> [The request]:
Copy the lines of the listing below, starting at the line that contains "For this drill the class indicates the eyeglasses" and continuing through the end of the listing.

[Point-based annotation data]
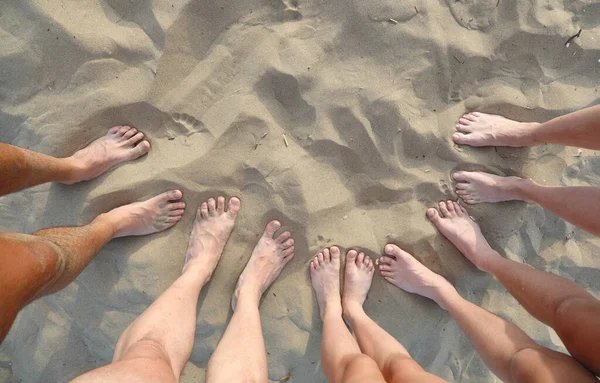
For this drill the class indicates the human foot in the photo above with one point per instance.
(358, 276)
(481, 129)
(268, 259)
(121, 143)
(148, 217)
(458, 227)
(211, 230)
(325, 278)
(402, 270)
(478, 187)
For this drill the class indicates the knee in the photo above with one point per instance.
(400, 368)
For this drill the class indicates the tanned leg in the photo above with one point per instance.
(241, 353)
(46, 261)
(571, 311)
(579, 129)
(22, 168)
(505, 349)
(341, 357)
(392, 358)
(158, 344)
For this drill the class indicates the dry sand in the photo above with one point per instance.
(367, 105)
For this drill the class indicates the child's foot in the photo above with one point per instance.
(478, 187)
(268, 259)
(458, 227)
(402, 270)
(121, 143)
(325, 277)
(148, 217)
(211, 230)
(481, 129)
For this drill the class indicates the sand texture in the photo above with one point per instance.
(367, 106)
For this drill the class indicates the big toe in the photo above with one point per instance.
(233, 207)
(433, 215)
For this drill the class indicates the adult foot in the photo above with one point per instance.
(121, 143)
(358, 276)
(325, 278)
(402, 270)
(268, 259)
(480, 129)
(478, 187)
(458, 227)
(148, 217)
(211, 230)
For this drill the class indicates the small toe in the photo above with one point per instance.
(221, 205)
(233, 207)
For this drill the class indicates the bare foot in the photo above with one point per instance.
(480, 129)
(458, 227)
(211, 230)
(268, 259)
(358, 276)
(148, 217)
(402, 270)
(325, 277)
(121, 143)
(478, 187)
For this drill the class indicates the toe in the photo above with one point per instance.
(233, 207)
(360, 258)
(212, 207)
(271, 228)
(385, 259)
(444, 209)
(351, 256)
(450, 206)
(204, 210)
(221, 205)
(283, 237)
(433, 215)
(335, 252)
(457, 210)
(130, 133)
(289, 243)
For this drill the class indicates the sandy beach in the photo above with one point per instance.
(333, 116)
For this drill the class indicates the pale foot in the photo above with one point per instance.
(148, 217)
(268, 259)
(325, 277)
(211, 230)
(478, 187)
(358, 276)
(120, 144)
(458, 227)
(481, 129)
(402, 270)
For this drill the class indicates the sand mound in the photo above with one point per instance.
(366, 94)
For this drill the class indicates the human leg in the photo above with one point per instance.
(157, 345)
(579, 129)
(582, 209)
(571, 311)
(241, 351)
(22, 168)
(341, 357)
(506, 349)
(391, 357)
(47, 260)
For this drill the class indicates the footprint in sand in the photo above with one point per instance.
(474, 14)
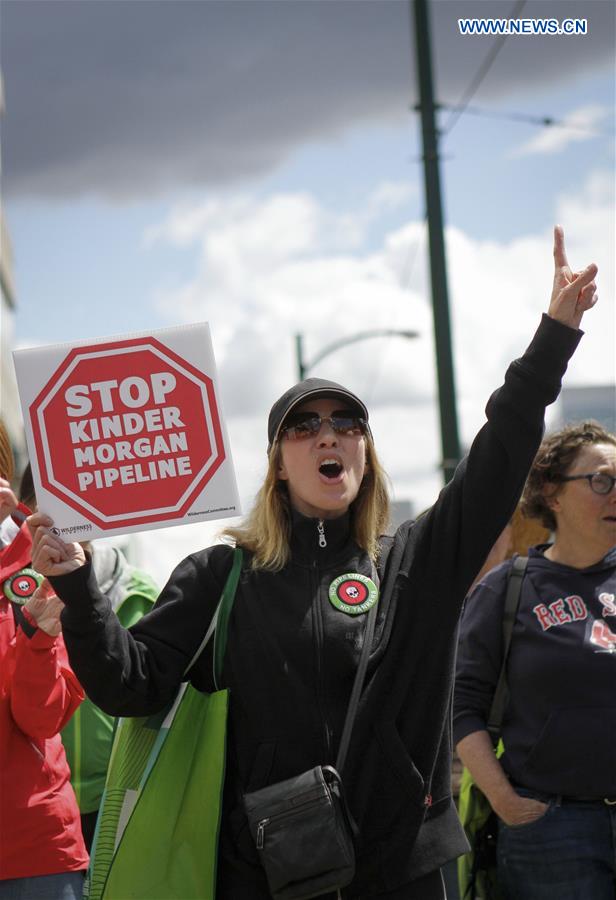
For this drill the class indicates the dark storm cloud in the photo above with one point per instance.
(124, 98)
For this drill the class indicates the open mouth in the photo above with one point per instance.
(330, 468)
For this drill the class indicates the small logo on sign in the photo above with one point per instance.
(21, 586)
(353, 593)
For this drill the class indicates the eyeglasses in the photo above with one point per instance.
(308, 424)
(600, 482)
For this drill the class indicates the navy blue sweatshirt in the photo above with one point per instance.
(559, 727)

> [Solution for this problem]:
For this drill the class indicates the eyeglasses in the photo above with one point per instance.
(308, 424)
(600, 482)
For this drill the class indicates the navy blue sweatshirt in the photo above with one point per instance.
(559, 727)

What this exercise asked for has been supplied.